**Your tasks**
1. According to the passage on CEO succession, which two predecessors of Mayer at Yahoo were dismissed?
2. Write out the passage on CEO succession word for word, starting at "The authors also" and ending at "winning business results.".

The takeaway from these cross-industry studies is that Mayer faces significantly tougher odds of success as an outside hire than Citigroup's insider Corbat. Indeed, Yahoo stands out as a prime example of high CEO turnover with its pattern of external hires. Including Mayer, the company has had three outsider leaders since 2009. And both of her predecessors, Carol Bartz and Scott Thompson, were dismissed.
The Insider CEO Advantage. Why are the odds of success so much better for an insider CEO successor? Chief among them is the insider's familiarity with the company's unique culture and its key players and other stakeholders. The insider's institutional knowledge and relationship capital can be harnessed and directed quickly to lead strategic planning and implementation. By contrast, outsider CEOs can fail to appreciate the power of the organization's culture to support or impede their success at the helm. Or they fail to recognize soon enough the challenges of changing their company's culture to support a new business direction. Former Yahoo CEO Carol Bartz made this point recently. "It's very, very hard to affect culture. And you can get surprised thinking you're farther down the path of change than you really are because, frankly, most of us like the way things are," she said, as reported by the New York Times.
When do outsider CEOs succeed? The prospects of victory for external CEOs like Yahoo's Mayer, while daunting, are not unattainable. In fact, there are business situations where they can outperform insider CEOs.
For example, in a recent MIT Sloan Management Review article Ayse Karaevli and Edward Zajac studied insider and outsider CEO successions in the U.S. airline and chemical industries between 1972 and 2002. Their conclusion was that outsider CEOs outperformed insiders at companies with a recent history of poor performance or high company growth. (By way of caveat, the authors' definition of an "outsider" as someone who became CEO within two years of joining the company may strike some as overly broad.)
The authors also found that outsider CEOs outperformed insider successors when they replaced the senior management team with new executives. This finding suggests that wielding a new broom makes a difference in the outsider's ability to drive major change and achieve winning business results.
Implications for the new leaders of Yahoo and Citigroup. CEO Mayer's focus on improving Yahoo's culture shows an awareness of how an organization's collective DNA can make or break business strategy and execution. She also has shaken up her management team, adding new heads of finance, marketing and operations. Both actions are consistent with what research shows can improve her chances of long-term success. She also can take inspiration from highly effective outsider CEOs such as Alan Mullaly at Ford Motor Company and Louis Gerstner at IBM.
Of course, insider CEO Corbat does not have a cakewalk at Citigroup. There are many ways he can fail in navigating the firm to improved profitability. However, the odds of success are greater for him than Mayer right from the outset. Corbat has the added benefit of a hands-on mentor in chairman of the board, Michael O'Neill, himself an experienced banker.
In summary, hiring an outsider CEO is inherently a riskier proposition for corporate boards than promoting from within. The transferability of executive skills, and ultimately of leadership success, from one company to another is tricky and uncertain. Yet for troubled companies in need of turnaround or transformation, such as Yahoo, an outsider may be their best hope.

Records excerpted from a collection

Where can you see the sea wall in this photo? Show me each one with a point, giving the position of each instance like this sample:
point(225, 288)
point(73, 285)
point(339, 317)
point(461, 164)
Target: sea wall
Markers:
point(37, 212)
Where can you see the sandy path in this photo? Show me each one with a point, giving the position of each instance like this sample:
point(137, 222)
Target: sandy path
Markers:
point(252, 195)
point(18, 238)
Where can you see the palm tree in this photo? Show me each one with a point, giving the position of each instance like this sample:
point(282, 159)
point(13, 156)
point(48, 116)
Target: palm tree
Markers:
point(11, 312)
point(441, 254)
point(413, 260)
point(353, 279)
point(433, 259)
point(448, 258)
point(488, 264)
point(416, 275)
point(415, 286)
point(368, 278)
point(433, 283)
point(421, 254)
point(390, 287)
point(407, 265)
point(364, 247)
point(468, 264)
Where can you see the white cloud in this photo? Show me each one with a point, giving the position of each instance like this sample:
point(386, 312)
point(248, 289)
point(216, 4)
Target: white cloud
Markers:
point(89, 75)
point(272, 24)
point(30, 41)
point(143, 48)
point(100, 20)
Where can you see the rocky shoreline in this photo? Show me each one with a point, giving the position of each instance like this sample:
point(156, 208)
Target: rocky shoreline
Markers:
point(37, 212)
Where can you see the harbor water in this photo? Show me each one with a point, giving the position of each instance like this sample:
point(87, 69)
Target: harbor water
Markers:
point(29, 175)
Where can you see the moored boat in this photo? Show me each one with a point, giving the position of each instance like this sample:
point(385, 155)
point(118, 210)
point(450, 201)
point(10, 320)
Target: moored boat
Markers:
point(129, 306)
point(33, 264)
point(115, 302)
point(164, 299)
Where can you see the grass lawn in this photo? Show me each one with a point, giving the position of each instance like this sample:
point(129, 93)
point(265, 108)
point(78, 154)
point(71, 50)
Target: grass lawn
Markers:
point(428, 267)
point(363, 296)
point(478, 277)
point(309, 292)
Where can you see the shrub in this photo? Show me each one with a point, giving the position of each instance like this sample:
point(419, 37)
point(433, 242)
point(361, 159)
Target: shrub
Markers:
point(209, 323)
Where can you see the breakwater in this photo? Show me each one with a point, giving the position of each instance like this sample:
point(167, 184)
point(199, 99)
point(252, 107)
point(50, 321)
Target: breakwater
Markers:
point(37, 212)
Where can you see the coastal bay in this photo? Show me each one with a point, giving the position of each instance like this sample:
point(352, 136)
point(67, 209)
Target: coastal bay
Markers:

**Outputs for the tasks**
1. Carol Bartz and Scott Thompson

2.
The authors also found that outsider CEOs outperformed insider successors when they replaced the senior management team with new executives. This finding suggests that wielding a new broom makes a difference in the outsider's ability to drive major change and achieve winning business results.